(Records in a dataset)
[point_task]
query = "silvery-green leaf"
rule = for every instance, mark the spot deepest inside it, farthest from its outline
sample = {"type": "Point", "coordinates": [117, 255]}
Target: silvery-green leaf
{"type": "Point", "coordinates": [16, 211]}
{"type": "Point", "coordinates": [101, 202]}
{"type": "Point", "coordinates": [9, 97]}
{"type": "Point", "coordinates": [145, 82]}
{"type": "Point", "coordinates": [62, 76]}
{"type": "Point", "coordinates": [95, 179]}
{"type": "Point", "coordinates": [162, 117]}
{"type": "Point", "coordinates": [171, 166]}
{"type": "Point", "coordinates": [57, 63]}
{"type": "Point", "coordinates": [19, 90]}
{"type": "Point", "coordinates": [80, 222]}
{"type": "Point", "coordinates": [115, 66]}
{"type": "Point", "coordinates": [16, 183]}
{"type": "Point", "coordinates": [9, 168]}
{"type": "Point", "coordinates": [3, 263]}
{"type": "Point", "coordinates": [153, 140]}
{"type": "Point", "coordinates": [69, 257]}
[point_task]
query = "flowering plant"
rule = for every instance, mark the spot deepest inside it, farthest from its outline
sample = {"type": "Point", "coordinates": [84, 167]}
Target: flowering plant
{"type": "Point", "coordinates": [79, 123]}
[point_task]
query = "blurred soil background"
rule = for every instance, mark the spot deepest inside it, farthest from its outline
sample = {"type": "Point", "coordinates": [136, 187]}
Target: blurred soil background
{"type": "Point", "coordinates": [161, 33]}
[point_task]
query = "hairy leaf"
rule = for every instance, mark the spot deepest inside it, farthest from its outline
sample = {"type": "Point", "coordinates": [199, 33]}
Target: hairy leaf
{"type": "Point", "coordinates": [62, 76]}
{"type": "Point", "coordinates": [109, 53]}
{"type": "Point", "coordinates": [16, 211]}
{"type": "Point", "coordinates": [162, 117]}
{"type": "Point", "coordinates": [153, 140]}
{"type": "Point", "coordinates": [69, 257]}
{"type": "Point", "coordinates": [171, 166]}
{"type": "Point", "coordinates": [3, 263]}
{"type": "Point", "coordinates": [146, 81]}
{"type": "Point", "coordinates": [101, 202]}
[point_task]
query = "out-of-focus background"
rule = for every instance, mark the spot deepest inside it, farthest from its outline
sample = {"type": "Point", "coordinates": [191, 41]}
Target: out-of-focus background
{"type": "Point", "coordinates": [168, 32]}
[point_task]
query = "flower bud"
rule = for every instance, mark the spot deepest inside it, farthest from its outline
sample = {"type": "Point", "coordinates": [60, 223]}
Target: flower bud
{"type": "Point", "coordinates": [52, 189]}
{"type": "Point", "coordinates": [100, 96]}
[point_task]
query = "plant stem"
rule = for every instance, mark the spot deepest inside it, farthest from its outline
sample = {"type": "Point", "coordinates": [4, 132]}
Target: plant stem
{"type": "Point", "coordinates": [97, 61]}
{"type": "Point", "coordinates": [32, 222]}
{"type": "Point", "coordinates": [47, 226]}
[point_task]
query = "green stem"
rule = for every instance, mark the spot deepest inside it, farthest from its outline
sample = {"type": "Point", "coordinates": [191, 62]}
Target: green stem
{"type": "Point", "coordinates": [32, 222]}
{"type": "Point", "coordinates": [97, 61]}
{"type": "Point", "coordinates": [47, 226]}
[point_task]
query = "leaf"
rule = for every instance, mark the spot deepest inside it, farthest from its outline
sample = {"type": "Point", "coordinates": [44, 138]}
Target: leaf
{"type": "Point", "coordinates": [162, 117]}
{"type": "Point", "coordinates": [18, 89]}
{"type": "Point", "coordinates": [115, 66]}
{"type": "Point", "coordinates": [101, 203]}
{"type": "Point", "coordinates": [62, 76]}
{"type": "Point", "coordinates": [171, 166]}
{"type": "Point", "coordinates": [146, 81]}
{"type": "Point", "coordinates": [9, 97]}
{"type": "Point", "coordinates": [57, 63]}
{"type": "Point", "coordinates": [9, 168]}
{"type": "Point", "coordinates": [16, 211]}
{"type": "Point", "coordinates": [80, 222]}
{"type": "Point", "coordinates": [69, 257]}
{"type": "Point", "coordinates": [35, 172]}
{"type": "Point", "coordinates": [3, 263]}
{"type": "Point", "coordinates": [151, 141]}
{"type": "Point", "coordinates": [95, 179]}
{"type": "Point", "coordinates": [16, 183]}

■ **Work to complete**
Please filter the lines above and keep only the ones that contain the string "focus". Case counts when matching.

■ **Response for this exercise**
query = "out-of-focus background"
Target: out-of-focus background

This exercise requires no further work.